** PAGE EXTRACT **
┏━━
About 100 feet down, on the bottom of the Atlantic Ocean, divers had already pulled four bodies out of the sunken tugboat. Then a hand appeared on a TV screen monitoring the recovery.
Everyone assumed it was another corpse, and a diver moved toward it.
“But when he went to grab the hand, the hand grabbed him,” Tony Walker, project manager for the Dutch company DCN Diving, said of the rescue in May.
Harrison Odjegba Okene, the tug’s Nigerian cook, had survived for three days by breathing an ever-dwindling supply of oxygen in an air pocket. A video of Okene’s dramatic rescue was posted on the Internet more than six months after the rescue and went viral this week.
As the temperature dropped to freezing, Okene, dressed only in boxer shorts, recited a psalm his wife had sent him earlier by text message, sometimes called the Prayer for Deliverance. “Oh, God, by your name, save me. … The Lord sustains my life.”
┗━━
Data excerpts
┏━━
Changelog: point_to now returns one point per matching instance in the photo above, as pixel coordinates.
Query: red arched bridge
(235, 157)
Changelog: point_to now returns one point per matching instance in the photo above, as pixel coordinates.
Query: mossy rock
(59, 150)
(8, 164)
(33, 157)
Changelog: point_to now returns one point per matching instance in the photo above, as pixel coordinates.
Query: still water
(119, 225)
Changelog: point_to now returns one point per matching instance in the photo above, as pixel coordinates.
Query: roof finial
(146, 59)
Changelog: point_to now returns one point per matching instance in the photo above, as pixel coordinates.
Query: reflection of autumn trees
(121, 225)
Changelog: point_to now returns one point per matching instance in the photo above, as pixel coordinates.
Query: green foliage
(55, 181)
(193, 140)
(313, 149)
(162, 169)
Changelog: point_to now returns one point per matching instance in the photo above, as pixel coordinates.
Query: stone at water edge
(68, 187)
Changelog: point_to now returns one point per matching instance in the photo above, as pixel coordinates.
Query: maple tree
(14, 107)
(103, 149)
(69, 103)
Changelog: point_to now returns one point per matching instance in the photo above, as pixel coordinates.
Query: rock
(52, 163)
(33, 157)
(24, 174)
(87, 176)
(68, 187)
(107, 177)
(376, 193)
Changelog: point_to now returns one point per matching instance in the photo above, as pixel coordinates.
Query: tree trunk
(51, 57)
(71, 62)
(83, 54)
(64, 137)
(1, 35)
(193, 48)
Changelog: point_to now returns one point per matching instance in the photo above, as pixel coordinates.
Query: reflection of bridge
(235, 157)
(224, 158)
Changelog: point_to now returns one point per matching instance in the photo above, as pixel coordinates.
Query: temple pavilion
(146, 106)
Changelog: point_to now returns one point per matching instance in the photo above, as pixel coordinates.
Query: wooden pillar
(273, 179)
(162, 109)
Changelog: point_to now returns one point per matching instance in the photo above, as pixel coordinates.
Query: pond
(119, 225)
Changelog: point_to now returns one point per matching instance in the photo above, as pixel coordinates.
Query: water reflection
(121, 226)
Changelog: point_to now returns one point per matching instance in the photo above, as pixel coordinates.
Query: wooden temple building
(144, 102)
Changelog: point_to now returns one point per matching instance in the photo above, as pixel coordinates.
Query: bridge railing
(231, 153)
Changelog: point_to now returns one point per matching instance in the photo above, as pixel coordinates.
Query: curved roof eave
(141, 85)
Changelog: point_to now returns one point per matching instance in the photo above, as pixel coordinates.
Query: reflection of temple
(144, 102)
┗━━
** TASK GOAL **
For each statement below, decide whether it agrees with the tugboat rescue text above, answering yes or no and quoting the exact words of the text that settle it.
1. Okene stayed alive for three days in an air pocket.
2. The video of the rescue was posted online within a week of the rescue.
3. The psalm Okene recited had been sent to him by his wife.

** WRITTEN SOLUTION **
1. Yes: "had survived for three days by breathing an ever-dwindling supply of oxygen in an air pocket"
2. No: "was posted on the Internet more than six months after the rescue"
3. Yes: "recited a psalm his wife had sent him earlier by text message"